## Begin Provided passage

XNU - Mach

12:00 PM Feb 10, 2017

Darwin is the open source portion of the operating systems that Apple ships in their products. This includes the kernel, a variety of libraries, command line tools, and device drivers. The core architecture of the operating system relies on the kernel, which handles input/output from all software requests and translates them into machine level instructions that the underlying CPU architecture supports. A kernel’s responsibility is to provide the most fundamental levels of abstraction so that applications and other software can be written in an environment where this is not of a concern of developers.

## End Provided passage
## Begin Entries supplied

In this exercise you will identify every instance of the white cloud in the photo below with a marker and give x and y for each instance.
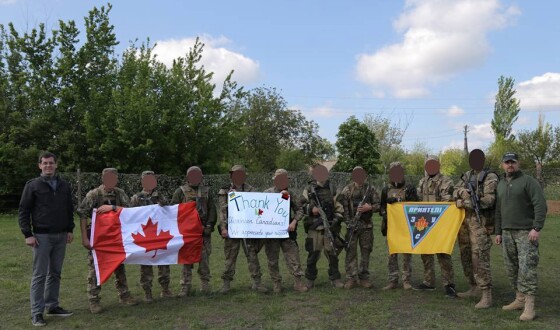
(215, 58)
(454, 111)
(440, 38)
(541, 92)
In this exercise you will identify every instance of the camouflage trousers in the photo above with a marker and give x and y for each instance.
(93, 289)
(290, 250)
(445, 264)
(316, 242)
(231, 250)
(474, 245)
(147, 276)
(203, 266)
(364, 238)
(521, 258)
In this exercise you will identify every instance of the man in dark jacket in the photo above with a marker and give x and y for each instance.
(46, 221)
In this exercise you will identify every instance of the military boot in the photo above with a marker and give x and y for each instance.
(486, 300)
(298, 285)
(166, 293)
(366, 283)
(259, 287)
(390, 286)
(517, 304)
(148, 296)
(205, 287)
(95, 307)
(350, 284)
(185, 290)
(277, 287)
(529, 310)
(474, 291)
(226, 287)
(337, 283)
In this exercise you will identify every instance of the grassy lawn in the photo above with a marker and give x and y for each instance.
(321, 308)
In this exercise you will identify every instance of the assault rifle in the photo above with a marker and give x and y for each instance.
(475, 200)
(324, 218)
(353, 226)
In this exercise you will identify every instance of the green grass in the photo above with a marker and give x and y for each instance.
(321, 308)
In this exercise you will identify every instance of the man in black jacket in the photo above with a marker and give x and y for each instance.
(46, 221)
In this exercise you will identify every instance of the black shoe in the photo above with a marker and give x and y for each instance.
(423, 287)
(450, 291)
(38, 321)
(59, 311)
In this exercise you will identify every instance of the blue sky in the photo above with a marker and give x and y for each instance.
(431, 64)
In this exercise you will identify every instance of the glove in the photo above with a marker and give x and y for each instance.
(391, 200)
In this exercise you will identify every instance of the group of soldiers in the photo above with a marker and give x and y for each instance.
(323, 209)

## End Entries supplied

--- What to do ---
a: According to the Darwin passage, what does the kernel translate software requests into?
b: Translate this sentence from the Darwin passage into Spanish: "This includes the kernel, a variety of libraries, command line tools, and device drivers."
c: Summarize the Darwin passage in two sentences.
The items have nothing to do with the Darwin passage.

--- Outputs for the tasks ---
a: Machine level instructions that the underlying CPU architecture supports.

b: Esto incluye el núcleo, una variedad de bibliotecas, herramientas de línea de comandos y controladores de dispositivos.

c: Darwin is the open source part of Apple's operating systems and includes the kernel, libraries, command line tools, and device drivers. The kernel handles input/output from software requests, turns them into machine level instructions for the CPU, and provides basic abstraction so developers don't have to deal with those details.